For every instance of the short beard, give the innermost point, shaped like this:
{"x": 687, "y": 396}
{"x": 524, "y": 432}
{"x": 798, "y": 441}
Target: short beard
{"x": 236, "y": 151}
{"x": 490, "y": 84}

=-=-=

Aim of the exercise: Please count the lines in the rows above that contain the string "beard", with case counting, and reply with only that number.

Finished answer: 2